What is needed: Type out all the records once more, exactly.

(Records contained in a dataset)
------------------------

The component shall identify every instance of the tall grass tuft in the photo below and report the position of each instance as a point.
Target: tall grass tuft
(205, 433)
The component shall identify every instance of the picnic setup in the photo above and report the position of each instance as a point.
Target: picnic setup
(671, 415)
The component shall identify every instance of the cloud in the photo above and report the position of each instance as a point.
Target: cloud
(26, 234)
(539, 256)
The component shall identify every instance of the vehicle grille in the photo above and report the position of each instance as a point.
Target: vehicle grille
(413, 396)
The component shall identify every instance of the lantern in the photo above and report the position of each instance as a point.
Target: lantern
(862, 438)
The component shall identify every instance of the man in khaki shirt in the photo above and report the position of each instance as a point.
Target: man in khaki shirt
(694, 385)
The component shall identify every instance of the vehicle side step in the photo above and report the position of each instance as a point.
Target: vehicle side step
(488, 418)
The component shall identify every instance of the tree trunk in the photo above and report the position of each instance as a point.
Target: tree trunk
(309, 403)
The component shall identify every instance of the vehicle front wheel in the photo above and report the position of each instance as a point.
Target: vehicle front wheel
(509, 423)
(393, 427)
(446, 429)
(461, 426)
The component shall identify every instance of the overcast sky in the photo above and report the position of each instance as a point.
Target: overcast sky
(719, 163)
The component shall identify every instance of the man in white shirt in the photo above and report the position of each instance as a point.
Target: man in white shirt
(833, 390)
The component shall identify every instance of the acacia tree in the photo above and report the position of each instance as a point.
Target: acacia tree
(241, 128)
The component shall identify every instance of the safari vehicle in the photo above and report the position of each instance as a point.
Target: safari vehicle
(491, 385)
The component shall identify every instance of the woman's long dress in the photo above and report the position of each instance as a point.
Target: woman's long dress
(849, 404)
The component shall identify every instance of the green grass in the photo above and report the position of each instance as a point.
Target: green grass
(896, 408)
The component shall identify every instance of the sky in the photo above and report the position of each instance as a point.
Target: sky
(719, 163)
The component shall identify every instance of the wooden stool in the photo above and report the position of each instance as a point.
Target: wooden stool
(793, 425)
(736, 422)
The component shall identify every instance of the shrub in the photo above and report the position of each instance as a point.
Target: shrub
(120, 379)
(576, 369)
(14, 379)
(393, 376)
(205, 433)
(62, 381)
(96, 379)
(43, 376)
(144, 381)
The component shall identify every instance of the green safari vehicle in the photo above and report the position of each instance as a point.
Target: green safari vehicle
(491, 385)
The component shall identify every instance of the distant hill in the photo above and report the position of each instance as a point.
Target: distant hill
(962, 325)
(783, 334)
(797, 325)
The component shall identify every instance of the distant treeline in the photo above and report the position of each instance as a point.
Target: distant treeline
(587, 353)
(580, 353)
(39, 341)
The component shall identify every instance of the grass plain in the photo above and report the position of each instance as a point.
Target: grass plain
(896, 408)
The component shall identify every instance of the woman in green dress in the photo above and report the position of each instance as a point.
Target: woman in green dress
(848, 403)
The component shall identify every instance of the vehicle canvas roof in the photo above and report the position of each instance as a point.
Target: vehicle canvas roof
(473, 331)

------------------------

Exercise solution:
The component shall identify every instance of the tall grass tuft in the photo below and report the position of each instance as a point.
Target: tall grass tuft
(205, 433)
The component shall identify every instance of the picnic setup in the photo above and report the position of each instance as a point.
Target: picnic setup
(671, 415)
The component shall identify every instance of the cloud in the photo above and report the position of each instance as a point.
Target: cloud
(26, 234)
(539, 256)
The component shall identify every instance of the vehicle grille in the photo above and report the position of each instance as a point.
Target: vehicle grille
(413, 396)
The component shall identify every instance of the lantern in the photo above and report the position of each instance as a point.
Target: lantern
(862, 438)
The component shall identify every instance of the man in khaki shirt in the photo above and report the position of each instance as a point.
Target: man in khaki shirt
(694, 385)
The component shall identify every instance of the vehicle side step in the photo above and report the position of each instance as a point.
Target: vehicle side step
(488, 418)
The component shall identify every instance of the tree trunk in the photo above and report the position of each instance as a point.
Target: tree trunk
(309, 403)
The component shall identify every instance of the vehicle front wheel in the photo above and report the position of each instance as a point.
Target: vehicle front wheel
(509, 423)
(393, 427)
(446, 429)
(461, 426)
The component shall identify every instance of the overcast sky in the photo above and report the position of each instance as a point.
Target: overcast sky
(719, 163)
The component shall identify every instance of the man in white shirt in the photo above and report the position of each instance as a point.
Target: man in white shirt
(833, 390)
The component shall identify every instance of the acacia tree in the photo above and report the position of each instance as a point.
Target: acacia tree
(241, 128)
The component shall identify every instance of the safari vehicle in the photo above and report the position of each instance as a point.
Target: safari vehicle
(491, 385)
The component shall identify every instance of the woman's long dress in the photo above and report the position of each instance as a point.
Target: woman's long dress
(849, 404)
The component shall identify every instance of the green grass in the photo above and report the position of each instance as a point.
Target: green grass
(896, 408)
The component shall identify every instance of the sky in the photo above and report the position of each instance as a point.
Target: sky
(719, 163)
The component shall identify every instance of the wooden stool in the photo above and report the position of each instance as a point.
Target: wooden stool
(793, 425)
(736, 422)
The component shall identify every instance of the shrub in the photo above and report the position of each instance as a point.
Target: shrub
(120, 379)
(576, 369)
(14, 379)
(393, 376)
(205, 433)
(62, 381)
(96, 379)
(43, 376)
(144, 381)
The component shall identify every instance of the green safari vehicle in the photo above and report the position of each instance as a point.
Target: green safari vehicle
(491, 385)
The component shall identify every instance of the distant hill in the photo above and report the position of each instance as a point.
Target: distant hill
(962, 325)
(783, 334)
(797, 325)
The component shall identify every instance of the distant treeline in the photo above and report the position of each instance as a point.
Target: distant treeline
(587, 353)
(580, 353)
(39, 341)
The component shall identify every instance of the grass plain in the photo above and report the position of each instance as a point.
Target: grass plain
(896, 408)
The component shall identify every instance of the woman in green dress in the photo above and report the position of each instance as a point.
Target: woman in green dress
(848, 403)
The component shall identify every instance of the vehicle canvas roof in the photo above and report the position of each instance as a point.
Target: vehicle canvas roof
(473, 331)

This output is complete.